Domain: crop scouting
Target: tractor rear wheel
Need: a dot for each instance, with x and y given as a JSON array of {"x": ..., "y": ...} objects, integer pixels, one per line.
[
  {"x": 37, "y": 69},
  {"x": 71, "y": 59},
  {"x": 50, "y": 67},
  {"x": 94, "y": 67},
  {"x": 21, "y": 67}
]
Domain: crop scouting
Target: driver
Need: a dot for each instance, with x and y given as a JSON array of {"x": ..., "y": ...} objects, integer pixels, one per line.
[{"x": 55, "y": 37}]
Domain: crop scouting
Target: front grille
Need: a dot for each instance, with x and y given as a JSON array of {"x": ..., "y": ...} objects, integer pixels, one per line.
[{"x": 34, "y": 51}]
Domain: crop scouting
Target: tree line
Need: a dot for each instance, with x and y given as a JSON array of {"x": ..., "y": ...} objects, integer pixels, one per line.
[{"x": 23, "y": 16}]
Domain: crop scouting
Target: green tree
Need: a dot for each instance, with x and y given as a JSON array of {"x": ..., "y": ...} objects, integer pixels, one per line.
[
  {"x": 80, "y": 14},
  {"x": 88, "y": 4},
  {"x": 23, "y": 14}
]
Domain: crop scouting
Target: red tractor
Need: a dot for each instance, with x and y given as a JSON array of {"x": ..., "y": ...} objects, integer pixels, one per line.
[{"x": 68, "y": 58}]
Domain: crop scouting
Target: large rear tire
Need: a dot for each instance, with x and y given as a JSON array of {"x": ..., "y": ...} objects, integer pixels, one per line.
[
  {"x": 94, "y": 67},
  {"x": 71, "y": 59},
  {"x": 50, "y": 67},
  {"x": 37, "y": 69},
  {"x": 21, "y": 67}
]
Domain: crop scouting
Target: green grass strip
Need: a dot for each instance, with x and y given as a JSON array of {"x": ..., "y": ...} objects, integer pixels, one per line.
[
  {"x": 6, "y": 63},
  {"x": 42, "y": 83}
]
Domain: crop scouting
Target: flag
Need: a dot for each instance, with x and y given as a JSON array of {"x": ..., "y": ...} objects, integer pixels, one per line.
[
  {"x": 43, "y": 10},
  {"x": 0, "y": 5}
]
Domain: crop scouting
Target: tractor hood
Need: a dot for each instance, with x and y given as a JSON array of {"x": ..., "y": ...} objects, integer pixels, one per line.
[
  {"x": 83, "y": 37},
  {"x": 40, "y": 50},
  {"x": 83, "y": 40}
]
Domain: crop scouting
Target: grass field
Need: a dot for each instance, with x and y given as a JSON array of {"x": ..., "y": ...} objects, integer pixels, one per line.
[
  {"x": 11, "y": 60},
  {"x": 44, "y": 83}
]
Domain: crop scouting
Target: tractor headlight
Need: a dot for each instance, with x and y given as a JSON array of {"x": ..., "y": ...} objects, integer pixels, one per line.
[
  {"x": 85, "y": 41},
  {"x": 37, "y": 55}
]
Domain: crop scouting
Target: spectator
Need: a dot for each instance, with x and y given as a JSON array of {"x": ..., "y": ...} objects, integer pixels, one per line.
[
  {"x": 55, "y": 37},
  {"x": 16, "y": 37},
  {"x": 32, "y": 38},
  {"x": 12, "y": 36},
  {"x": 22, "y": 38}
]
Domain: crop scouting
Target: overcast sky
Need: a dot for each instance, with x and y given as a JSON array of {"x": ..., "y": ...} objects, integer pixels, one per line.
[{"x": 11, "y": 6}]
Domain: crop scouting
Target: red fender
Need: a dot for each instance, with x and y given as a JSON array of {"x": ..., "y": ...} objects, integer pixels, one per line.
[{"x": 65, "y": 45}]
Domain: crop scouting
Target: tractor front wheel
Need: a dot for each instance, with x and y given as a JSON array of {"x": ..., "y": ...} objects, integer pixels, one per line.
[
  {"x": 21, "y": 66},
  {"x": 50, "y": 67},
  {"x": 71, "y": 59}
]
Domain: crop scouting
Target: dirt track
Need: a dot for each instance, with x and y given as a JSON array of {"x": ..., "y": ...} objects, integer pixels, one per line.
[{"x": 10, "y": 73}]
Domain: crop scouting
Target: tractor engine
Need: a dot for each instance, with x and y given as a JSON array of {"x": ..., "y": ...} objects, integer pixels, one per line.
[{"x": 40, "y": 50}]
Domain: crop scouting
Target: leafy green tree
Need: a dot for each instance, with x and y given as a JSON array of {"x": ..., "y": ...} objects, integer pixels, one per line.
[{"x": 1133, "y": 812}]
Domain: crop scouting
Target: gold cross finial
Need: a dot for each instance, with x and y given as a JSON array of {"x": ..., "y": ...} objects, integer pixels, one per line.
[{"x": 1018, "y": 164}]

+ + +

## [EXERCISE DESCRIPTION]
Reproduce the listing above word for word.

## [FINAL RESULT]
Domain: crop scouting
Target: tractor rear wheel
Need: a dot for each instance, with x and y given as a JSON array of {"x": ..., "y": ...} objects, integer pixels, one per line.
[
  {"x": 37, "y": 69},
  {"x": 71, "y": 59},
  {"x": 50, "y": 67},
  {"x": 94, "y": 67},
  {"x": 21, "y": 67}
]
Domain: crop scouting
Target: driver
Need: a dot for each instance, with x and y given as a JSON array of {"x": ..., "y": ...} objects, integer pixels, one per line.
[{"x": 55, "y": 37}]
Domain: crop scouting
Target: front grille
Need: a dot for each instance, with x and y given as a JSON array of {"x": ..., "y": ...} objects, integer pixels, one per line.
[{"x": 34, "y": 51}]
Domain: crop scouting
Target: tree line
Need: a dot for each instance, with x and y given as a JSON array of {"x": ..., "y": ...} objects, integer pixels, one per line.
[{"x": 23, "y": 16}]
Domain: crop scouting
Target: green tree
Need: a dot for each instance, with x and y given as a JSON array of {"x": ..., "y": ...} objects, integer pixels, one per line.
[
  {"x": 80, "y": 14},
  {"x": 88, "y": 4},
  {"x": 23, "y": 14}
]
Domain: crop scouting
Target: red tractor
Need: a dot for each instance, with x and y given as a JSON array of {"x": ..., "y": ...} objects, integer pixels, one per line.
[{"x": 68, "y": 58}]
Domain: crop scouting
Target: large rear tire
Need: a dot for each instance, with x and y given as a JSON array of {"x": ..., "y": ...} objects, integer pixels, one per line.
[
  {"x": 94, "y": 67},
  {"x": 71, "y": 59},
  {"x": 50, "y": 67},
  {"x": 37, "y": 69},
  {"x": 21, "y": 67}
]
Domain: crop scouting
Target: green grass strip
Need: a dot for each instance, with x and y given as a JSON array of {"x": ..., "y": ...} objects, integer pixels, one per line.
[
  {"x": 6, "y": 63},
  {"x": 42, "y": 83}
]
Domain: crop scouting
Target: flag
Need: a dot for each instance, with x and y given as a JSON array of {"x": ..., "y": ...} objects, integer pixels, one per line.
[
  {"x": 43, "y": 10},
  {"x": 0, "y": 5}
]
Domain: crop scouting
Target: tractor hood
Need: a dot for each instance, with x and y given as a JSON array of {"x": ..., "y": ...} objects, integer pixels, one per line.
[
  {"x": 83, "y": 37},
  {"x": 40, "y": 50},
  {"x": 83, "y": 40}
]
Domain: crop scouting
Target: grass field
Need: a dot for each instance, with x and y given as a JSON array of {"x": ..., "y": ...} objects, integer pixels, one per line.
[
  {"x": 11, "y": 60},
  {"x": 44, "y": 83}
]
Domain: crop scouting
Target: tractor headlight
Need: a dot for each instance, with x and y given as a JSON array of {"x": ..., "y": ...} objects, integer pixels, one per line.
[
  {"x": 85, "y": 41},
  {"x": 37, "y": 55}
]
Domain: crop scouting
Target: spectator
Need: a dot for each instance, with x and y given as a JSON array of {"x": ..., "y": ...} objects, integer pixels, one per line.
[
  {"x": 55, "y": 37},
  {"x": 16, "y": 37},
  {"x": 32, "y": 38},
  {"x": 12, "y": 36},
  {"x": 22, "y": 38}
]
Domain: crop scouting
Target: overcast sky
Need: a dot for each instance, with x and y given as a JSON array of {"x": ..., "y": ...} objects, integer pixels, one per line.
[{"x": 11, "y": 6}]
Domain: crop scouting
Target: red fender
Need: a dot for each instance, with x and y given as a JSON array of {"x": ..., "y": ...} objects, integer pixels, one per line.
[{"x": 65, "y": 45}]
Domain: crop scouting
Target: tractor front wheel
Need: a dot for each instance, with x and y given as a JSON array of {"x": ..., "y": ...} objects, integer pixels, one per line.
[
  {"x": 21, "y": 66},
  {"x": 50, "y": 67},
  {"x": 71, "y": 59}
]
Domain: crop scouting
Target: dirt track
Need: a dot for each instance, with x and y given as a JSON array of {"x": ..., "y": ...} objects, integer pixels, one per line.
[{"x": 10, "y": 73}]
Domain: crop scouting
Target: tractor engine
Need: a dot for each instance, with x and y given as a JSON array of {"x": ..., "y": ...} objects, integer pixels, one per line.
[{"x": 40, "y": 50}]
Domain: crop scouting
Target: leafy green tree
Need: a dot for each instance, with x and y given as a JSON array of {"x": ..., "y": ...} objects, integer pixels, one per line.
[{"x": 1133, "y": 812}]
Domain: crop scouting
Target: gold cross finial
Need: a dot for each instance, with x and y given as a JSON array of {"x": ..., "y": ...} objects, integer pixels, one per line.
[{"x": 1018, "y": 164}]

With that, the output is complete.